Record extracts start
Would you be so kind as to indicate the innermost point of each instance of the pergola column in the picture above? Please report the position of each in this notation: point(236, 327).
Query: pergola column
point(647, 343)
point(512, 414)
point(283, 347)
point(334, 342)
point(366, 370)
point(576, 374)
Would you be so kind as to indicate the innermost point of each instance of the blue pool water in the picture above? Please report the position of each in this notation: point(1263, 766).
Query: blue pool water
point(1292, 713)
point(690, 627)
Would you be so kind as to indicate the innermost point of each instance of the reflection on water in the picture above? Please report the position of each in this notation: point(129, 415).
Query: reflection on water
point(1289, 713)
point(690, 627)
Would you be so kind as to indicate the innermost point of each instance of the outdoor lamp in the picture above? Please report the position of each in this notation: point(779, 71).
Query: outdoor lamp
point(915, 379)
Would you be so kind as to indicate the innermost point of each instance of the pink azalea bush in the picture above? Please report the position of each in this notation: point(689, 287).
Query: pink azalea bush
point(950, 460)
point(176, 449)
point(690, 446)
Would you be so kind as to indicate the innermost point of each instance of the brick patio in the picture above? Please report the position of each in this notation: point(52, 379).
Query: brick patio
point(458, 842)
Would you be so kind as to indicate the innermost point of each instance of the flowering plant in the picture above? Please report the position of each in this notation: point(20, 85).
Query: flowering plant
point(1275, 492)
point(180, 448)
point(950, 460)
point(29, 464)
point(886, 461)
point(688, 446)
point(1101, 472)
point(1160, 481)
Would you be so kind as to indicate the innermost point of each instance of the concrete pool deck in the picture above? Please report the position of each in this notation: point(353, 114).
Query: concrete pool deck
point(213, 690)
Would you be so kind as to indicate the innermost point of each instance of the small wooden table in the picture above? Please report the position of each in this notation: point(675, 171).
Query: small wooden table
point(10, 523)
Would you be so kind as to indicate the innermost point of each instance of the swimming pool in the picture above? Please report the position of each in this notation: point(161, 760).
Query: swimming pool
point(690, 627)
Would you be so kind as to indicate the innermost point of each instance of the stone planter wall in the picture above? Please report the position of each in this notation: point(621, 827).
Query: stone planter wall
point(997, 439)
Record extracts end
● **Task prompt**: Convert the rows above into a JSON list of strings, one string per line with blank lines omitted, starting with the first line of the rows and going on through the line with "point(213, 690)".

● **Finished exercise**:
[
  "Would you be so kind as to indicate the innermost point of each instance of the pergola column in the picture above? Please report the position of each in this notation: point(236, 327).",
  "Query: pergola column",
  "point(647, 343)",
  "point(512, 414)",
  "point(283, 347)",
  "point(334, 342)",
  "point(366, 370)",
  "point(576, 374)",
  "Would you be so kind as to indicate the innermost point of each instance of the blue pool water in the picture above? Please report the position of each in this notation: point(1263, 766).",
  "Query: blue pool water",
  "point(1292, 713)",
  "point(690, 627)",
  "Would you be so kind as to indicate the innermost point of each instance of the reflection on water in the picture above? Please report the position of each in this notation: point(129, 415).",
  "Query: reflection on water",
  "point(1289, 713)",
  "point(690, 627)",
  "Would you be so kind as to indicate the innermost point of each instance of the outdoor lamp in the picture above? Please report the position of each in this notation: point(779, 71).",
  "Query: outdoor lamp",
  "point(915, 379)",
  "Would you be so kind as to indicate the innermost point of each instance of the pink azalea bush in the picture above? Please report the position of each in this notation: point(689, 287).",
  "Query: pink azalea bush",
  "point(950, 460)",
  "point(176, 449)",
  "point(690, 446)",
  "Would you be so kind as to indicate the innermost point of each instance of the brick patio in the picture above? Please report the position of each in this notation: point(52, 379).",
  "Query: brick patio",
  "point(458, 842)",
  "Would you be so kind as to indicate the innermost point of each instance of the flowering plant in the picture above? Please report the position of each in this notation: point(20, 85).",
  "Query: flowering plant",
  "point(1275, 492)",
  "point(180, 448)",
  "point(950, 460)",
  "point(29, 464)",
  "point(886, 461)",
  "point(688, 446)",
  "point(1101, 472)",
  "point(1160, 481)",
  "Would you be so kind as to indicate the innermost point of each instance of the concrete pool deck in the picture above? Please report the position of each in this notation: point(353, 114).",
  "Query: concrete pool deck",
  "point(213, 690)"
]